**MATERIAL SHOWN**
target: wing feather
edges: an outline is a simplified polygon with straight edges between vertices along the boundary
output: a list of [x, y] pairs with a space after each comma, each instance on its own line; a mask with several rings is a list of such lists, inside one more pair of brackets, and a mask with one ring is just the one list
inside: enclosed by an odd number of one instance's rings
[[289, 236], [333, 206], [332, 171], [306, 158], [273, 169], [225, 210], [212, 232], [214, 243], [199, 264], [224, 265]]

**TASK**
Could you reproduce the listing word for word, from its first line through the line containing "edges: an outline", both ends included?

**THE SOLUTION**
target: wing feather
edges: an outline is a simplified polygon with straight edges between vertices along the boundary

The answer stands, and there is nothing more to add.